* begin Excerpt to read *

39 F.3d 1184
6 NDLR P 151
NOTICE: Eighth Circuit Rule 28A(k) governs citation of unpublished opinions and provides that no party may cite an opinion not intended for publication unless the cases are related by identity between the parties or the causes of action.
Horace BAILEY, Appellant,
v.
Marvin T. RUNYON, Jr., Postmaster General, United States
Postal Service, Appellee.
No. 94-1746.
United States Court of Appeals,
Eighth Circuit.
Submitted: Oct. 25, 1994.
Filed: Nov. 3, 1994.
Before WOLLMAN, BEAM, and HANSEN, Circuit Judges.
PER CURIAM.
Horace Bailey appeals the district court's1 dismissal, as moot, of his action under Title VII of the Civil Rights Act of 1964, 42 U.S.C. Secs. 2000e-2000e17, and the Rehabilitation Act of 1973, as amended, 29 U.S.C. Secs. 701-797b. We affirm.
Bailey, a United States Postal Service employee on disability leave since 1988, alleged he was discriminated against on the basis of his race, sex, and physical handicap, and was retaliated against for filing prior discrimination complaints, when he was forced to change job assignments. After exhausting his administrative remedies, Bailey filed this action seeking injunctive relief, back pay, and full disability pay.
We agree with the district court that Bailey's case is moot. Because Bailey is on disability leave with no indication of when he will return to work, there is no present discrimination to enjoin, and no cognizable danger of future discriminatory conduct exists. Cf. E.E.O.C. v. General Lines, Inc., 865 F.2d 1555, 1565 (10th Cir. 1989) (injunction cannot be issued when no cognizable danger of future discrimination exists); Johnson v. Brock, 810 F.2d 219, 226 (8th Cir. 1987) (no injunctive relief where not reasonable to conclude discriminatory acts will continue in future). Additionally, Bailey cannot recover back pay for the allegedly discriminatory reassignment because his hourly wage did not change and he did not prove he was entitled to a higher wage/salary. See Albemarle Paper Co. v. Moody, 422 U.S. 405, 418-19 (1975) (to receive back pay, claimant must have suffered economic injury). Thus, no actual controversy existed at the time of trial because no outcome could affect the legal relations of the parties. See DeFunis v. Odegaard, 416 U.S. 312, 317 (1974) (per curiam) (court must dismiss as moot any case not presenting an actual controversy).

* end Excerpt to read *
* begin Record list *

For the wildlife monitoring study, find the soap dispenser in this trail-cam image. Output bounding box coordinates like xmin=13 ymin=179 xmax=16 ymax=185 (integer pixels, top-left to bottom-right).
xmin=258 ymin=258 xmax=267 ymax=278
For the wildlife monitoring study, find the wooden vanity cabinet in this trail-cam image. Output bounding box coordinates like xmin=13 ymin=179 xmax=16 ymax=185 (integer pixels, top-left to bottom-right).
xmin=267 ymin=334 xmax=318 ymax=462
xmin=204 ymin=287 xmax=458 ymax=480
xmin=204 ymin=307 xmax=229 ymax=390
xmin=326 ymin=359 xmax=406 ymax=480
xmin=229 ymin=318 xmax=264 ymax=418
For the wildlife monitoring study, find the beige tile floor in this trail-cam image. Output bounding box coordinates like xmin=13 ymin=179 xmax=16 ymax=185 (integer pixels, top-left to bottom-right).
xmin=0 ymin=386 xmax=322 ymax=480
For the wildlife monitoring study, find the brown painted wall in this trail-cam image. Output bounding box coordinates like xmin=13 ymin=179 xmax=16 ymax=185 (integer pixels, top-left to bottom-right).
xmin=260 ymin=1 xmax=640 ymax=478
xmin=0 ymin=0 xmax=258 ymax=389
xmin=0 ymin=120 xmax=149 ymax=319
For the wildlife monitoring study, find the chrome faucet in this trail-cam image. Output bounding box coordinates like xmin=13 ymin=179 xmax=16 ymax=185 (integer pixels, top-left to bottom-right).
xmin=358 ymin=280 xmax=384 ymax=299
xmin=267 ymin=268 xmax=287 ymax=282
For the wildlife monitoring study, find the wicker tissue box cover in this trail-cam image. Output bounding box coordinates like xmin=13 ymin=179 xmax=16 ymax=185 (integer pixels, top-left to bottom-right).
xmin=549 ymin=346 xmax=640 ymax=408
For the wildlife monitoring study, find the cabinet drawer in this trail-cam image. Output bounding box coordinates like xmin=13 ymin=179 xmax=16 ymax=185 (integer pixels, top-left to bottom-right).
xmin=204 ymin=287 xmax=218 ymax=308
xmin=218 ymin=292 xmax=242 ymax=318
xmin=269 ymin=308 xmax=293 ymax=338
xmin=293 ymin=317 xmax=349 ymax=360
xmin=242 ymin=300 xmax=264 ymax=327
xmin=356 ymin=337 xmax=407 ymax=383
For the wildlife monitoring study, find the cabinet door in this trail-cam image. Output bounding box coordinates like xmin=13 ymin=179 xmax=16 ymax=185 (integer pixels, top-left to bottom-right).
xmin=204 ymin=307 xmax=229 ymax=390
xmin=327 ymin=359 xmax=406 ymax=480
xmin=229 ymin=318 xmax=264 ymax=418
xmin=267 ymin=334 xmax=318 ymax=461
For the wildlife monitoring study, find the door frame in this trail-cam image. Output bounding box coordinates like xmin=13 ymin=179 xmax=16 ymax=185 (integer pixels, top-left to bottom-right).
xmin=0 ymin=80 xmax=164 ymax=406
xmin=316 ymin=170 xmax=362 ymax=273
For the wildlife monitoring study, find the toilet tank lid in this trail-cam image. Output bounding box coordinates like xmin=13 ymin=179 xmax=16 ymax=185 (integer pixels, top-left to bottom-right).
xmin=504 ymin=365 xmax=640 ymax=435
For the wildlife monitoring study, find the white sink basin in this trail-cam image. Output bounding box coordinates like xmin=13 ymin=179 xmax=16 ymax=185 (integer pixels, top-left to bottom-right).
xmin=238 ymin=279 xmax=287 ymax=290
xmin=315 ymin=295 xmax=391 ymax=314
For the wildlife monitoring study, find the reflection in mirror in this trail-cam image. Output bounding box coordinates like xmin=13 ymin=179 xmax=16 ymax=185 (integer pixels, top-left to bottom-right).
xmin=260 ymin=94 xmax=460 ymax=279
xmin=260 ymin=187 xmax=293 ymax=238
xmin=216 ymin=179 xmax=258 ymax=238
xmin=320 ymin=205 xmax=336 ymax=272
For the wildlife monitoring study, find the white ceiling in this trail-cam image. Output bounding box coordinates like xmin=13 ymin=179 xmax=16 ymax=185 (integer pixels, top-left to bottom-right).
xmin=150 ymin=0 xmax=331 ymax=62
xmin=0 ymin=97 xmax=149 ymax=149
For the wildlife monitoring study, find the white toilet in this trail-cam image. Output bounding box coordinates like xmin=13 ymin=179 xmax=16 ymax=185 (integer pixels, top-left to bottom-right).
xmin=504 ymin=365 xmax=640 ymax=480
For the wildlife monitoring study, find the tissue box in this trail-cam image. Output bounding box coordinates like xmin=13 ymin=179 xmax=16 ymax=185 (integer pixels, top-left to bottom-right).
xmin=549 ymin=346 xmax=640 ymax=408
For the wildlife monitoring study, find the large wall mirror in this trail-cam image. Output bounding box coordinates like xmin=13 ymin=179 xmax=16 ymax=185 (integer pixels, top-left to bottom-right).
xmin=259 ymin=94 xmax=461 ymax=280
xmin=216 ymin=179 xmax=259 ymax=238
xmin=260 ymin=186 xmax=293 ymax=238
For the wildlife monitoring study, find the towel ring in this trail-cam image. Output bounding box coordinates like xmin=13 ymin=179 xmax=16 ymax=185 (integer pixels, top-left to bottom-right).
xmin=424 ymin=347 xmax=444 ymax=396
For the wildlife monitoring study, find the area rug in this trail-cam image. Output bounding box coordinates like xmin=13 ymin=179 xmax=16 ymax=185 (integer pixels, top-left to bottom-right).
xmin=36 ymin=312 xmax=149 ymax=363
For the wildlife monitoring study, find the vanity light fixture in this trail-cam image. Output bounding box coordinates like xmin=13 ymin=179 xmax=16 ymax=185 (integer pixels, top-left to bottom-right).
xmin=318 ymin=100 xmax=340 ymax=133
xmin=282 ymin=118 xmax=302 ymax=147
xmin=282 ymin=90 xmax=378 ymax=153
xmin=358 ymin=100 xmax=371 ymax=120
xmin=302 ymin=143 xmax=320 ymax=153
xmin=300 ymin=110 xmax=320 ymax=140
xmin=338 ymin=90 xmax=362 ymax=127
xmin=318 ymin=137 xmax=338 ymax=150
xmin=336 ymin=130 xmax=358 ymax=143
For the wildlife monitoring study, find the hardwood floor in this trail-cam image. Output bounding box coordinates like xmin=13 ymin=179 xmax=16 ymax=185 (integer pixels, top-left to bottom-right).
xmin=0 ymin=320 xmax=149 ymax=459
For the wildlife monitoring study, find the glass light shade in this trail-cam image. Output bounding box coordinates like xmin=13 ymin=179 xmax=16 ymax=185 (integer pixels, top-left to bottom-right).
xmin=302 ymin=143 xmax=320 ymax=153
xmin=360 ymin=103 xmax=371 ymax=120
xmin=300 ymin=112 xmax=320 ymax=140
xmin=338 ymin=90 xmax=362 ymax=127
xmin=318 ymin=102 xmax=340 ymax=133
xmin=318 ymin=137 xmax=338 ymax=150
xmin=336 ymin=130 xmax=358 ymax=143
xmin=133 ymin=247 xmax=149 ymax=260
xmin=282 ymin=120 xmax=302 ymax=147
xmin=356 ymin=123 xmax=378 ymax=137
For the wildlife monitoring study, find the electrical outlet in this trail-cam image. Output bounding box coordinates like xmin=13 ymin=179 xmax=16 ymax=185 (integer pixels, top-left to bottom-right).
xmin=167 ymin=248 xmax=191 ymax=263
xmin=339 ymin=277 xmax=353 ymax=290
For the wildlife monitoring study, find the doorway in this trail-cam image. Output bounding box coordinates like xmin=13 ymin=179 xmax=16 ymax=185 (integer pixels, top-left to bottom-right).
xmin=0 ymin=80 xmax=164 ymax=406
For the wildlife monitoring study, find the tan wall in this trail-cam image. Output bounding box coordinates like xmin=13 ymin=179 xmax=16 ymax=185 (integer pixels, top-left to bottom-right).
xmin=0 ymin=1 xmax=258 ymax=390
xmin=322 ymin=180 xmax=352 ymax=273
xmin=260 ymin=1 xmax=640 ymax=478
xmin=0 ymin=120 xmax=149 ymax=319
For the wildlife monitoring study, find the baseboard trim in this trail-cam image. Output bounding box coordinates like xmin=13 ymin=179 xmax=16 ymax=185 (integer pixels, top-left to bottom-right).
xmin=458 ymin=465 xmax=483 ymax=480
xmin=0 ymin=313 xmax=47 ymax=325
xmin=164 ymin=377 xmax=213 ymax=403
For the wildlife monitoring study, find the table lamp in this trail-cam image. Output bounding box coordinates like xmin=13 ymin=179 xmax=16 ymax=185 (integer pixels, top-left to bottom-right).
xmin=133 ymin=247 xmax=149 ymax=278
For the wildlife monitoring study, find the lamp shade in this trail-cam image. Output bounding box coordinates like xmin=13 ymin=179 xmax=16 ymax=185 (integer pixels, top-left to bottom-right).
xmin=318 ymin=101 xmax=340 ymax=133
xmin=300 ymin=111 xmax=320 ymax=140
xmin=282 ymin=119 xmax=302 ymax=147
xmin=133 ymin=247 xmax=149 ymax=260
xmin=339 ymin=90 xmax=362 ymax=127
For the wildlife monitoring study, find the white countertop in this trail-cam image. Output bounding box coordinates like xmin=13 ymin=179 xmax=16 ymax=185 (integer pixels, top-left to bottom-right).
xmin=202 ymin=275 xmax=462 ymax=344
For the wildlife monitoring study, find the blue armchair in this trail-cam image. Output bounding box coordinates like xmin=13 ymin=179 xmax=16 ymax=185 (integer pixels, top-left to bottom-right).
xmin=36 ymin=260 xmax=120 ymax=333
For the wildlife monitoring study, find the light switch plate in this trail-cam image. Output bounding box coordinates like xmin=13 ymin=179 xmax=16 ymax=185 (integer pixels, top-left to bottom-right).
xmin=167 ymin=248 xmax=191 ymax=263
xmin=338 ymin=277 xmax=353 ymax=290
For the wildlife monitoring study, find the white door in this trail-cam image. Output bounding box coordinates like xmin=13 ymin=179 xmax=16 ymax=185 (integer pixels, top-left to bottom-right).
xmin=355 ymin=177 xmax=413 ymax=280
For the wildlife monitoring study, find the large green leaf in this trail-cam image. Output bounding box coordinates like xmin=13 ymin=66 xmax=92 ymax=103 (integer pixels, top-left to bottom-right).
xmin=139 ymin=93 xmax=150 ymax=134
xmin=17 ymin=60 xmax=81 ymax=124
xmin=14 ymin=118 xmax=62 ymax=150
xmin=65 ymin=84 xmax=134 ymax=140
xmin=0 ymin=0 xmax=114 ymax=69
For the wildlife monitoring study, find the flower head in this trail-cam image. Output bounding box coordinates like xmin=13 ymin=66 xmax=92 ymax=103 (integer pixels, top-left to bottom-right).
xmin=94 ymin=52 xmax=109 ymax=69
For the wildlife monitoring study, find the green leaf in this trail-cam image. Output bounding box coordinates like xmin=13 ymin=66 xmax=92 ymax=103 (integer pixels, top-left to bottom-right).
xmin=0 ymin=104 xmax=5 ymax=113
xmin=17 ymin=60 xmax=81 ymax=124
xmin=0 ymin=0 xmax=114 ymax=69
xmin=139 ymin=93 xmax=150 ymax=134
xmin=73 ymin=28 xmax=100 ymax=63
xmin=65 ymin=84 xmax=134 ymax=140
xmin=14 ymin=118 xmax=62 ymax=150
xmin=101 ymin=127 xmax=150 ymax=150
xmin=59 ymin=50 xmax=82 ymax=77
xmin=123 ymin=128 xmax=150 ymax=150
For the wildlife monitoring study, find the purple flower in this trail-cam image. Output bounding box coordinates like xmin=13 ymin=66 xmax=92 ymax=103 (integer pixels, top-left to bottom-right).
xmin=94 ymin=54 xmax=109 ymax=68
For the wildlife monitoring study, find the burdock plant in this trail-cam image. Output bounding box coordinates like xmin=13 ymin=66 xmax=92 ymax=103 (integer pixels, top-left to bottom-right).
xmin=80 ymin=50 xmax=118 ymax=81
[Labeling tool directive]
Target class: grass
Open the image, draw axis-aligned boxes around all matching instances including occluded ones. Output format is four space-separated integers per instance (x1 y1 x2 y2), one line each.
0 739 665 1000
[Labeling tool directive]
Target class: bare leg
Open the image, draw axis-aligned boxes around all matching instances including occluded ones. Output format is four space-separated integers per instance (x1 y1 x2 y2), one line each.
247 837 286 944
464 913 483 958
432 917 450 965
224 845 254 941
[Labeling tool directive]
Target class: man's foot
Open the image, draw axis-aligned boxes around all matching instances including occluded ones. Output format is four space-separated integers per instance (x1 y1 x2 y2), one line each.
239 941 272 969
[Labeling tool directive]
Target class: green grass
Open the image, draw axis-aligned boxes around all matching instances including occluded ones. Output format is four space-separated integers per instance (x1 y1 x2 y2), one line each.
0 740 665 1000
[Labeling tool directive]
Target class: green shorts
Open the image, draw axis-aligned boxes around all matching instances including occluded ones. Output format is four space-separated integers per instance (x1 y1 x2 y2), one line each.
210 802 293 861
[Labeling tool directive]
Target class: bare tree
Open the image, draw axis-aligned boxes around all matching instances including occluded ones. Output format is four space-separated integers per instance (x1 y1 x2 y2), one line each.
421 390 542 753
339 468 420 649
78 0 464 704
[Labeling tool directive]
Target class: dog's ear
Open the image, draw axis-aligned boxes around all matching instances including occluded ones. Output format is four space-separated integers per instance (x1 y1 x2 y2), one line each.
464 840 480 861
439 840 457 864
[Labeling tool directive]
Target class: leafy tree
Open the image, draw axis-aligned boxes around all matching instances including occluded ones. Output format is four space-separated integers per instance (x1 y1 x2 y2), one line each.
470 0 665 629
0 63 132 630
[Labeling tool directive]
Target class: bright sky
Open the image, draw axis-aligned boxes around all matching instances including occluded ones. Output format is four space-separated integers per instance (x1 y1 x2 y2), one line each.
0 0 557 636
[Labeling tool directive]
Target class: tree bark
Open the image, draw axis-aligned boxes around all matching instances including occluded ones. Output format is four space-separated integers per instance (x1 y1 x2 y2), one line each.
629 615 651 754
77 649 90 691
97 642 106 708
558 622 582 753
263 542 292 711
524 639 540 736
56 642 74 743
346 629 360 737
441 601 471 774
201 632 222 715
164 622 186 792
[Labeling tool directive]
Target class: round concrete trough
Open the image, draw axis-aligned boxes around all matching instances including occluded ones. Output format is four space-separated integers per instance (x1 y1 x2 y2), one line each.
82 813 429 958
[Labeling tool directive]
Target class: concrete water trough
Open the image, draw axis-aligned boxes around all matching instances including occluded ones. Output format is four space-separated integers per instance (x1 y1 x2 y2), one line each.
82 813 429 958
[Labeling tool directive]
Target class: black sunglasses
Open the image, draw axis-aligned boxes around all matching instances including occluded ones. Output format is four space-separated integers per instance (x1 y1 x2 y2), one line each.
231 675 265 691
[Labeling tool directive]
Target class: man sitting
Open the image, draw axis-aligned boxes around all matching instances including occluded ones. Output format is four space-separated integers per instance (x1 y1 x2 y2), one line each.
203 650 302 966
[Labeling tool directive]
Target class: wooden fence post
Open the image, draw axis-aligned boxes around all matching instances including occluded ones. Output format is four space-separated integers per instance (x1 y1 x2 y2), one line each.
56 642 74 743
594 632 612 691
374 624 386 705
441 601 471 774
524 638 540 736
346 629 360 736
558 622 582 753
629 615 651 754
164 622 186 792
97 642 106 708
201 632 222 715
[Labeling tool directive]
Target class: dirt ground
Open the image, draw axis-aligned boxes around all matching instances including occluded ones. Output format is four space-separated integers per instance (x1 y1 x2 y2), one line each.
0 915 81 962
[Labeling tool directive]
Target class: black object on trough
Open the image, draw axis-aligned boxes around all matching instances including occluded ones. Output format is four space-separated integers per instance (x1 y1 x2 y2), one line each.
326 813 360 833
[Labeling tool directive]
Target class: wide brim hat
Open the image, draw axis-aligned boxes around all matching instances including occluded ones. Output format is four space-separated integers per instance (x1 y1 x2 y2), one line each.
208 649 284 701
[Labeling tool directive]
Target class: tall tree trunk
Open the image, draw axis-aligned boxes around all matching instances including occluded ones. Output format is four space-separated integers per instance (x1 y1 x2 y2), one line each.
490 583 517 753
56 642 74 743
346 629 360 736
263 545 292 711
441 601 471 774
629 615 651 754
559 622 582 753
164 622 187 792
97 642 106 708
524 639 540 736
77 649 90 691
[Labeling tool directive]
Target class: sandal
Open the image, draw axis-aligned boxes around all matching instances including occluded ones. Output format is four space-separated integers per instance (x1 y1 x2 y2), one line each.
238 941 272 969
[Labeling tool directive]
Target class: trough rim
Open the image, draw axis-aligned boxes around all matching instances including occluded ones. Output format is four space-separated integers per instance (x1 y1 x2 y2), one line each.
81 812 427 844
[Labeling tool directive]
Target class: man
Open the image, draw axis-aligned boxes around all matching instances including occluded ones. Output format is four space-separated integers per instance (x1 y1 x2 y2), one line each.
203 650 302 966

* end Record list *

**Instructions**
[a] Decide whether each statement agrees with the court opinion, answering yes or no and quoting the words that decide it: (i) Bailey had been on disability leave since 1988. (ii) Bailey's hourly wage changed after the reassignment. (iii) The appeals court reversed the district court.
[b] According to the court opinion, which circuit judges heard Bailey's appeal?
[c] Quote the court opinion from "Before WOLLMAN, BEAM, and" to "full disability pay.".
Answer using only the court opinion.

**Expected results**
[a]
(i) Yes: "a United States Postal Service employee on disability leave since 1988"
(ii) No: "his hourly wage did not change"
(iii) No: "We affirm."

[b] Wollman, Beam, and Hansen.

[c]
Before WOLLMAN, BEAM, and HANSEN, Circuit Judges.
PER CURIAM.
Horace Bailey appeals the district court's1 dismissal, as moot, of his action under Title VII of the Civil Rights Act of 1964, 42 U.S.C. Secs. 2000e-2000e17, and the Rehabilitation Act of 1973, as amended, 29 U.S.C. Secs. 701-797b. We affirm.
Bailey, a United States Postal Service employee on disability leave since 1988, alleged he was discriminated against on the basis of his race, sex, and physical handicap, and was retaliated against for filing prior discrimination complaints, when he was forced to change job assignments. After exhausting his administrative remedies, Bailey filed this action seeking injunctive relief, back pay, and full disability pay.